─── RECORDS PROVIDED

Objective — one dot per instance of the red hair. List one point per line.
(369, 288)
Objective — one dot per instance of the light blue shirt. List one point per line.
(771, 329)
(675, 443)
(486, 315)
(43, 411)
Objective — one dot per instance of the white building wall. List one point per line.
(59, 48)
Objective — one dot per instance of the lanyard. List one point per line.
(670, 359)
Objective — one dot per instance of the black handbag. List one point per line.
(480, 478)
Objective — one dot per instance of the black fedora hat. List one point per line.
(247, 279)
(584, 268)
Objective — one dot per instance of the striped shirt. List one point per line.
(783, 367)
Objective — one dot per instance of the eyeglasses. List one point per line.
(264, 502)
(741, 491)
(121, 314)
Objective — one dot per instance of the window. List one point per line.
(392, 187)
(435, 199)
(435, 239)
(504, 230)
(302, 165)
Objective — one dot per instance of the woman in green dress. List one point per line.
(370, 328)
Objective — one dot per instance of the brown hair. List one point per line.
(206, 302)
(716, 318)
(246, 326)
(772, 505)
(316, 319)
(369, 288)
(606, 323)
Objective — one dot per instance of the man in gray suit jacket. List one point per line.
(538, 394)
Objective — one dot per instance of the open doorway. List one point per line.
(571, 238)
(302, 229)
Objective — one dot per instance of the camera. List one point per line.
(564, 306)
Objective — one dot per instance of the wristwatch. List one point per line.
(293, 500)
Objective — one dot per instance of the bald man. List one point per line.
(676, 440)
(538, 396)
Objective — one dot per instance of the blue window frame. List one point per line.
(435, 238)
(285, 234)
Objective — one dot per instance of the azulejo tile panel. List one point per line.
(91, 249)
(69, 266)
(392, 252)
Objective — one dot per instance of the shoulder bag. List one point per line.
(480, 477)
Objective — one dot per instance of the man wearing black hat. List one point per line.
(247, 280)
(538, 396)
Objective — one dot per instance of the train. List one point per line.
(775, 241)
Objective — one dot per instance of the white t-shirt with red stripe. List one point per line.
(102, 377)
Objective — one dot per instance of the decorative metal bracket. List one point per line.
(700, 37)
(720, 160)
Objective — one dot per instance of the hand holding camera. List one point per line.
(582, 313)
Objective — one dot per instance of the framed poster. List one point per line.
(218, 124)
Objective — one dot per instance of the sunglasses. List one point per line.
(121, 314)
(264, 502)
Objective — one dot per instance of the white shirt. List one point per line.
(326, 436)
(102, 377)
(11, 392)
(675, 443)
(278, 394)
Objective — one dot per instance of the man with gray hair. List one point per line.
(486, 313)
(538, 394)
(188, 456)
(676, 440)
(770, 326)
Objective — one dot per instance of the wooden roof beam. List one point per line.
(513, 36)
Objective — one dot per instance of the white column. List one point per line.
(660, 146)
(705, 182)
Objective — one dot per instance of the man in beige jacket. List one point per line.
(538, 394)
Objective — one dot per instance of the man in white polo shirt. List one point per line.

──────

== WHAT YOU SHOULD DO ==
Restate the records, all of them, precisely as written.

== FULL ANSWER ==
Objective — one dot per instance of the red hair. List one point per line.
(369, 288)
Objective — one dot per instance of the light blue shirt. List one point per line.
(771, 329)
(675, 443)
(486, 315)
(43, 411)
Objective — one dot per instance of the white building wall. List one point per line.
(59, 48)
Objective — one dot per instance of the lanyard. List one point per line.
(670, 359)
Objective — one dot per instance of the black handbag. List one point per line.
(480, 478)
Objective — one dot per instance of the black fedora hat. List one point per line.
(247, 279)
(584, 268)
Objective — one dot per instance of the striped shirt. List one point per line.
(783, 367)
Objective — one dot per instance of the eyeglasses. List one point per line.
(264, 502)
(741, 491)
(121, 314)
Objective — one dot per instance of the window. List one point per line.
(392, 187)
(435, 199)
(435, 239)
(504, 230)
(302, 165)
Objective — one dot per instance of the woman in green dress. List one point per line.
(370, 328)
Objective — one dot per instance of the brown hair. List one point per line.
(206, 302)
(716, 318)
(246, 326)
(772, 505)
(316, 319)
(369, 288)
(606, 323)
Objective — one dot per instance of the man in gray suit jacket. List one point per line.
(538, 394)
Objective — one dot per instance of the open doorway. List one point per line.
(571, 238)
(302, 229)
Objective — one dot per instance of the camera. List one point per line.
(564, 306)
Objective — one dot per instance of the wristwatch. List one point per line.
(293, 500)
Objective — one dot per instance of the bald man. List one point per line.
(676, 440)
(538, 396)
Objective — one dot per instance of the blue window frame. List one point per line.
(435, 238)
(285, 234)
Objective — one dot per instance of the azulejo tile panel. List one point per line.
(91, 249)
(69, 266)
(392, 252)
Objective — one dot per instance of the shoulder bag. List one point per line.
(480, 477)
Objective — one dot per instance of the man wearing black hat. List one point per line.
(247, 280)
(538, 396)
Objective — one dot per instance of the train. List one point per line.
(775, 241)
Objective — one dot per instance of the white t-shirt with red stripe. List one point per line.
(102, 377)
Objective — one dot per instance of the decorative metal bracket. List one point per line.
(700, 37)
(720, 160)
Objective — one dot per instance of the hand holding camera. List one point per line.
(582, 313)
Objective — one dot per instance of the framed poster. List one point per line.
(218, 124)
Objective — one dot per instance of the sunglasses. List one point per line.
(121, 314)
(264, 502)
Objective — one dot per instance of the white shirt. List one point per line.
(326, 436)
(102, 377)
(11, 392)
(675, 443)
(278, 394)
Objective — one dot per instance of the man with gray hair. List one point per line.
(486, 313)
(538, 394)
(188, 456)
(676, 440)
(770, 326)
Objective — one dot per instance of the wooden roof beam. List one point per line.
(513, 36)
Objective — one dot per instance of the white column. List one point per line.
(660, 146)
(705, 182)
Objective — one dot per instance of the man in beige jacket. List one point per line.
(538, 394)
Objective — one dot per instance of the man in white polo shirt. List one point per line.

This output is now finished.